**PROBLEM**
This exercise needs the complete data reproduced exactly.

RECORDS TO PROCESS START

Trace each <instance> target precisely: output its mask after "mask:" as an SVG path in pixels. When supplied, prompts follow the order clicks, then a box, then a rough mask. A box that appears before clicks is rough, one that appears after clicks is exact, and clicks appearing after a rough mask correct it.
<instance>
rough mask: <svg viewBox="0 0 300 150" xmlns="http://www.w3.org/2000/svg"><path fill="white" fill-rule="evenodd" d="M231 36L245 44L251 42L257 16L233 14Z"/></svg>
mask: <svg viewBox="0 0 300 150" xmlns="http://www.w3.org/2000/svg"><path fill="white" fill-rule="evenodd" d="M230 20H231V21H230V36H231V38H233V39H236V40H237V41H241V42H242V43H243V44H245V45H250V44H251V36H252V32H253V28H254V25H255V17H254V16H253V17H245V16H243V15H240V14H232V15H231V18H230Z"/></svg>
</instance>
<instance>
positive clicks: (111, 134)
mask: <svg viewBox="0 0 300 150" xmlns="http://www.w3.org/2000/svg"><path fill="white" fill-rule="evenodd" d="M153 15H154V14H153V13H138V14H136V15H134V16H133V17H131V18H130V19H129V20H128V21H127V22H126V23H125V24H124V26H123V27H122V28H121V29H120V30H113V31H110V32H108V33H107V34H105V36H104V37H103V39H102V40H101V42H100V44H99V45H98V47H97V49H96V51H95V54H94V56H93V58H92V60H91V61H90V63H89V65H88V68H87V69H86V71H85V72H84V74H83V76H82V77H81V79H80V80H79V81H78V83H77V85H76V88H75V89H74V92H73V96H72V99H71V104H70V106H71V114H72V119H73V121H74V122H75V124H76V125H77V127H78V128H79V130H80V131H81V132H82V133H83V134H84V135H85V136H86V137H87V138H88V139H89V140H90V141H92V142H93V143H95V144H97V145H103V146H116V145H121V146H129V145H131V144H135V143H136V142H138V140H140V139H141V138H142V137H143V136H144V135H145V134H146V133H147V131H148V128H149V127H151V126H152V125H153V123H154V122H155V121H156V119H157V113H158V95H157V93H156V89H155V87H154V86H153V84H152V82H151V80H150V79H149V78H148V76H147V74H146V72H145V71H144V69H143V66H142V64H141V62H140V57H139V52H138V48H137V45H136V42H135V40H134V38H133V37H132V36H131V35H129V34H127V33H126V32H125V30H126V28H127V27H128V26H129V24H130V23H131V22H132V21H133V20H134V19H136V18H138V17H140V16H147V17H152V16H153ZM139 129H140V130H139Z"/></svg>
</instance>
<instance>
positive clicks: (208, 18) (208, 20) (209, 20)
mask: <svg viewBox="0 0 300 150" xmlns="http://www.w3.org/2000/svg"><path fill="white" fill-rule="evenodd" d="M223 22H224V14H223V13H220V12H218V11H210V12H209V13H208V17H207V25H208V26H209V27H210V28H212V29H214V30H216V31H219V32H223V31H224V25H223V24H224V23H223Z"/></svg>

RECORDS TO PROCESS END

**RESULT**
Trace each <instance> target precisely: output its mask after "mask:" as an SVG path in pixels. When supplied, prompts follow the order clicks, then a box, then a rough mask. A box that appears before clicks is rough, one that appears after clicks is exact, and clicks appearing after a rough mask correct it.
<instance>
rough mask: <svg viewBox="0 0 300 150" xmlns="http://www.w3.org/2000/svg"><path fill="white" fill-rule="evenodd" d="M231 36L245 44L251 42L257 16L233 14Z"/></svg>
mask: <svg viewBox="0 0 300 150" xmlns="http://www.w3.org/2000/svg"><path fill="white" fill-rule="evenodd" d="M230 20H231V21H230V36H231V38H233V39H236V40H237V41H241V42H242V43H243V44H245V45H250V44H251V36H252V32H253V28H254V25H255V17H254V16H253V17H245V16H243V15H240V14H232V15H231V18H230Z"/></svg>
</instance>
<instance>
positive clicks: (111, 134)
mask: <svg viewBox="0 0 300 150" xmlns="http://www.w3.org/2000/svg"><path fill="white" fill-rule="evenodd" d="M153 15H154V14H153V13H138V14H136V15H134V16H133V17H131V18H130V19H129V20H128V21H127V22H126V23H125V24H124V26H123V27H122V28H121V29H120V30H113V31H110V32H108V33H107V34H105V36H104V37H103V39H102V40H101V42H100V44H99V45H98V47H97V49H96V51H95V54H94V56H93V58H92V60H91V61H90V63H89V65H88V68H87V69H86V71H85V72H84V74H83V76H82V77H81V79H80V80H79V81H78V83H77V85H76V88H75V89H74V92H73V96H72V99H71V104H70V106H71V114H72V119H73V121H74V122H75V124H76V125H77V127H78V128H79V130H80V131H81V132H82V133H83V134H84V135H85V136H86V137H87V138H88V139H89V140H90V141H92V142H93V143H95V144H97V145H103V146H116V145H121V146H129V145H131V144H135V143H136V142H138V140H140V139H141V138H142V137H143V136H144V135H145V134H146V133H147V131H148V128H149V127H151V126H152V125H153V123H154V122H155V121H156V119H157V113H158V95H157V93H156V89H155V87H154V86H153V84H152V82H151V80H150V79H149V78H148V76H147V74H146V72H145V71H144V69H143V66H142V64H141V62H140V57H139V52H138V48H137V45H136V42H135V40H134V38H133V37H132V36H131V35H129V34H127V33H126V32H125V30H126V28H127V27H128V26H129V24H130V23H131V22H132V21H133V20H134V19H136V18H138V17H140V16H147V17H152V16H153ZM139 129H140V130H139Z"/></svg>
</instance>
<instance>
positive clicks: (208, 18) (208, 20) (209, 20)
mask: <svg viewBox="0 0 300 150" xmlns="http://www.w3.org/2000/svg"><path fill="white" fill-rule="evenodd" d="M223 22H224V14H223V13H220V12H218V11H210V12H209V13H208V17H207V25H208V26H209V27H210V28H212V29H214V30H216V31H219V32H223V31H224V25H223V24H224V23H223Z"/></svg>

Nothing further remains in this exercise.